(Data excerpts)
──────────────────────────────

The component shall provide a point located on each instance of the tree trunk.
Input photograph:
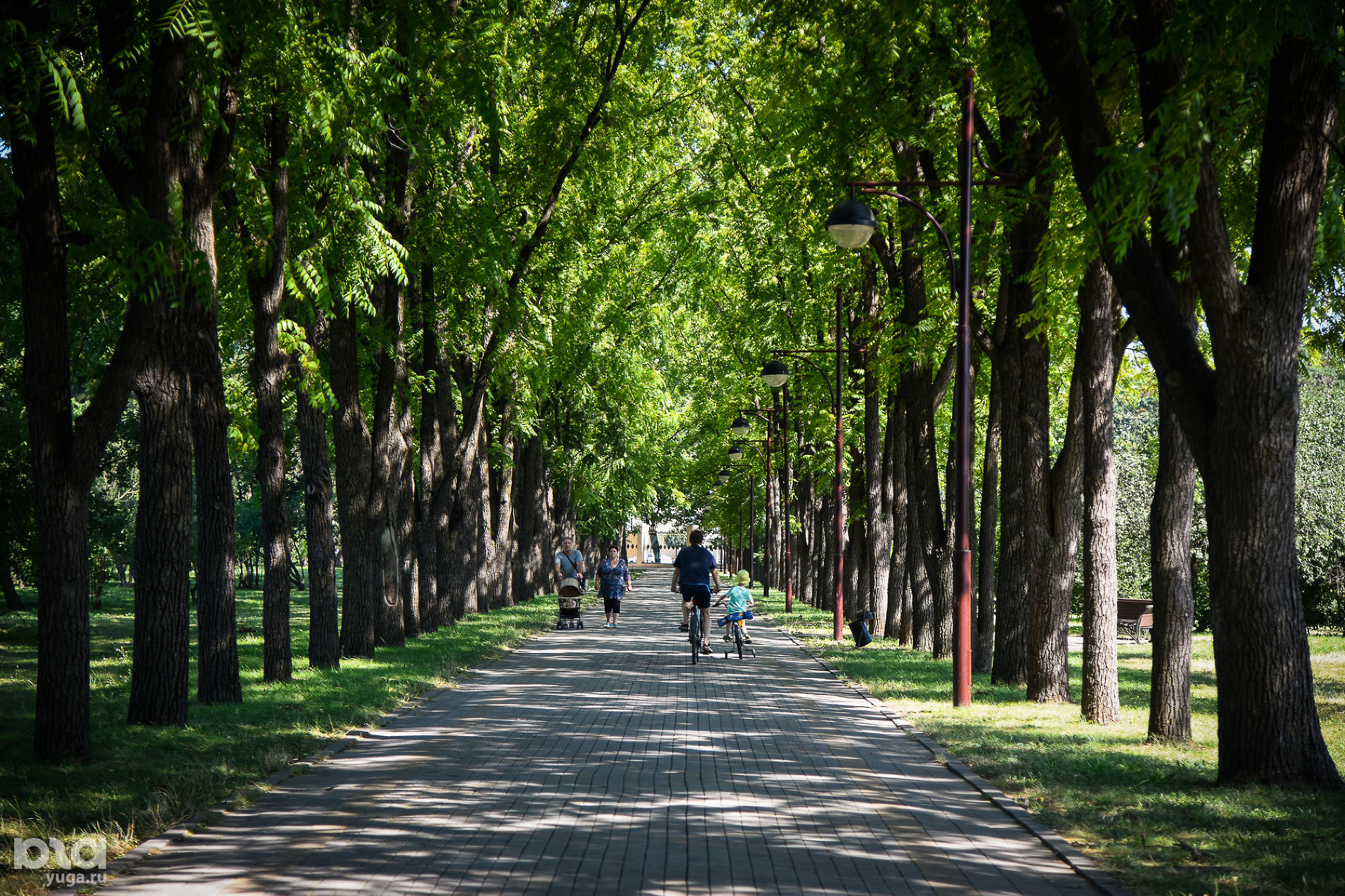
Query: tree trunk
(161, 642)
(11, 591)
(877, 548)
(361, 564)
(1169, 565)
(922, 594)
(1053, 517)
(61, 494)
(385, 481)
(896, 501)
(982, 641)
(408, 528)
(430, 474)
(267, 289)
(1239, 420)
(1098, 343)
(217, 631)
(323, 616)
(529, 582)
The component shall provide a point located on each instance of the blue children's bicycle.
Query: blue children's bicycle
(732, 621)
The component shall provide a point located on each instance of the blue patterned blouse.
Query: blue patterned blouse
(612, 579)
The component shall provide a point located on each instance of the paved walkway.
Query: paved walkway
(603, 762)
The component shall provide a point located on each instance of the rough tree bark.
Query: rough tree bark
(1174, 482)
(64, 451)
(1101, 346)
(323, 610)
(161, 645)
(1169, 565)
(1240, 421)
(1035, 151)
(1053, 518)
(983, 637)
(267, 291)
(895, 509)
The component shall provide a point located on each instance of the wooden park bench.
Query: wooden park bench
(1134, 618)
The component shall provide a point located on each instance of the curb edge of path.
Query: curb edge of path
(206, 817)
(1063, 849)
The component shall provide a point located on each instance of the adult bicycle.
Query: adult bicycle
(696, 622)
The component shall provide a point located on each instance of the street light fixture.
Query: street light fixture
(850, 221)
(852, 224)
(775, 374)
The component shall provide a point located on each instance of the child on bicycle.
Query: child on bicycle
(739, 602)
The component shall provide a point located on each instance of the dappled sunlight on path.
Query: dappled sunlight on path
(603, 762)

──────────────────────────────

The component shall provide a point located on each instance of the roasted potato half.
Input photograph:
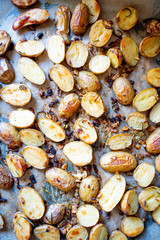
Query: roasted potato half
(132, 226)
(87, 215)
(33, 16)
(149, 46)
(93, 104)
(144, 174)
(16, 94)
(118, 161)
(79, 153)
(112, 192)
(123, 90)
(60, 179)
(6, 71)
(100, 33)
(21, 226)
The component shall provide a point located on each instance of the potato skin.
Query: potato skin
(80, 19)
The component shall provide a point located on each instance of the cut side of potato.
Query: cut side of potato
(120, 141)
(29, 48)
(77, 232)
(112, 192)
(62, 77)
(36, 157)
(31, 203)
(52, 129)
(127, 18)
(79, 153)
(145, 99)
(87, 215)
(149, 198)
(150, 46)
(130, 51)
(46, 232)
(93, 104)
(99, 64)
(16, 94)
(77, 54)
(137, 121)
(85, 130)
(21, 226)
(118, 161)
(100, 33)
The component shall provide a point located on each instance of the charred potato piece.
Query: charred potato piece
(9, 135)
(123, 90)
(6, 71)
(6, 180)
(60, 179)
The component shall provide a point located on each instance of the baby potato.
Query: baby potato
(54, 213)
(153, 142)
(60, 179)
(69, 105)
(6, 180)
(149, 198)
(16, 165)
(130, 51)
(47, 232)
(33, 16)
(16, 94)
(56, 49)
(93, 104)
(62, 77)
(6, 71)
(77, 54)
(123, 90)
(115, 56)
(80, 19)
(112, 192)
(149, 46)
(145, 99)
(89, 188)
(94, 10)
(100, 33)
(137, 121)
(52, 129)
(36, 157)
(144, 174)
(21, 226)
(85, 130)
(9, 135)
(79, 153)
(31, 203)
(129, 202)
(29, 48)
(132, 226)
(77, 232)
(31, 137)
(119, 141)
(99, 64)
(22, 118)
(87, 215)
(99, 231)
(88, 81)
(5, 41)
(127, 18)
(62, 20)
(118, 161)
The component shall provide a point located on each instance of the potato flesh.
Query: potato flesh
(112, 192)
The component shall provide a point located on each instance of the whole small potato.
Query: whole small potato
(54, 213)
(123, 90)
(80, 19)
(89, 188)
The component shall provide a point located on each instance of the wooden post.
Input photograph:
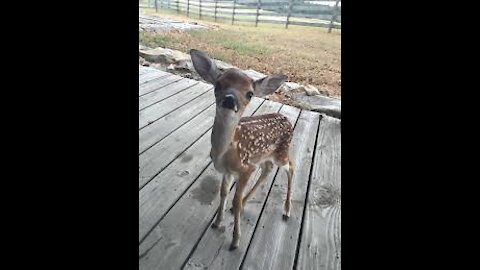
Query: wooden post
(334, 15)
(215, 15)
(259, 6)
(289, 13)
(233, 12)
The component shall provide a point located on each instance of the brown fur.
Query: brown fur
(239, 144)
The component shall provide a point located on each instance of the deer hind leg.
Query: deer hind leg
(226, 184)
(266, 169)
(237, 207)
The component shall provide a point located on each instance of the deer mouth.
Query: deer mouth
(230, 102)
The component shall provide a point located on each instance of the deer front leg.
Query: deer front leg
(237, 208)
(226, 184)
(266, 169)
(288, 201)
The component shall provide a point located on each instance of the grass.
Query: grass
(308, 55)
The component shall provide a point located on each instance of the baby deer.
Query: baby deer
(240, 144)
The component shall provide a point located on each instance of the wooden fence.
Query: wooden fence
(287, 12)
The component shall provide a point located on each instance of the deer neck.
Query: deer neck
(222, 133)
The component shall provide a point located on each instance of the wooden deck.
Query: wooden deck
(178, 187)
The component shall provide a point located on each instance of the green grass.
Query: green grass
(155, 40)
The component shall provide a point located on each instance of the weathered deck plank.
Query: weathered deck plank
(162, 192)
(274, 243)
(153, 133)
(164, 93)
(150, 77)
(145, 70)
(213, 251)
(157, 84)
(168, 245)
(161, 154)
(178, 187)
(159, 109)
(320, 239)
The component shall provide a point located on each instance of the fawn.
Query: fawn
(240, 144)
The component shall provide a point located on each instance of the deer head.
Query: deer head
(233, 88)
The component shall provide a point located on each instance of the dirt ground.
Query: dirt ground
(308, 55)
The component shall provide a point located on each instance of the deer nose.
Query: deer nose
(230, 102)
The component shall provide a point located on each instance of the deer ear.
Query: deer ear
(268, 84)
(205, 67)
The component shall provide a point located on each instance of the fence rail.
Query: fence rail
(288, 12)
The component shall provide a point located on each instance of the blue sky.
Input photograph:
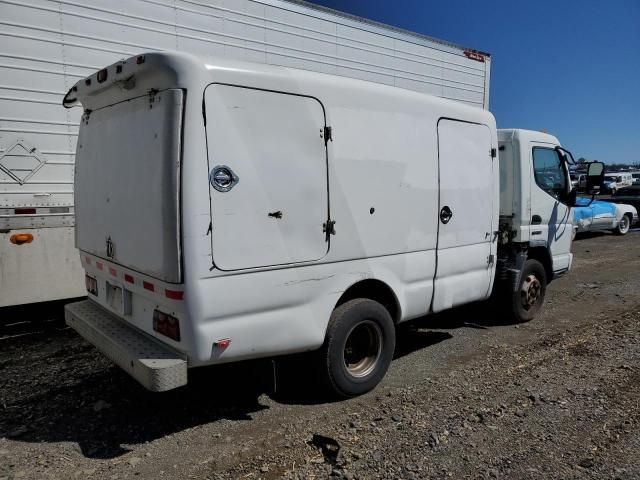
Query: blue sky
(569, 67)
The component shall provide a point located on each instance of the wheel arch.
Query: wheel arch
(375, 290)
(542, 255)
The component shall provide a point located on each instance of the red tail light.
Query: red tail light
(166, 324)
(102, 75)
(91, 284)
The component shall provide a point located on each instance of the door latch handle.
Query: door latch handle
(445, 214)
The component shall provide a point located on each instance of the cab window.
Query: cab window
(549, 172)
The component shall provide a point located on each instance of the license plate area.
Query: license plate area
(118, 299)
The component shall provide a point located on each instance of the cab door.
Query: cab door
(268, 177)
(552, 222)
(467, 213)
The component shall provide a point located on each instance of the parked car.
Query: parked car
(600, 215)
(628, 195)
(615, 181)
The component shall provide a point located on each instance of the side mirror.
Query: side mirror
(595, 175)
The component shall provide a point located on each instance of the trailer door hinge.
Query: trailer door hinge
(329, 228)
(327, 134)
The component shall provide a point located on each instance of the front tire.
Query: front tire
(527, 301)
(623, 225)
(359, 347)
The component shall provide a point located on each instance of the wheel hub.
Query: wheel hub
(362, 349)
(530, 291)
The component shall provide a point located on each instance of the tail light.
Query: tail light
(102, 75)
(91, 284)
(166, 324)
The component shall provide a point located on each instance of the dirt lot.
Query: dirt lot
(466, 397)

──────────────────────────────

# Your goal
Take exactly the lines from the one containing "Query: wheel hub" through the one containing "the dirt lot." in the data above, and output them with nothing added.

# Result for this task
Query: wheel hub
(362, 349)
(530, 291)
The component shall provide a point located on each instance of the tail light.
Query: tail light
(102, 75)
(91, 284)
(166, 324)
The component shall provide a point located on each instance of the dirt lot.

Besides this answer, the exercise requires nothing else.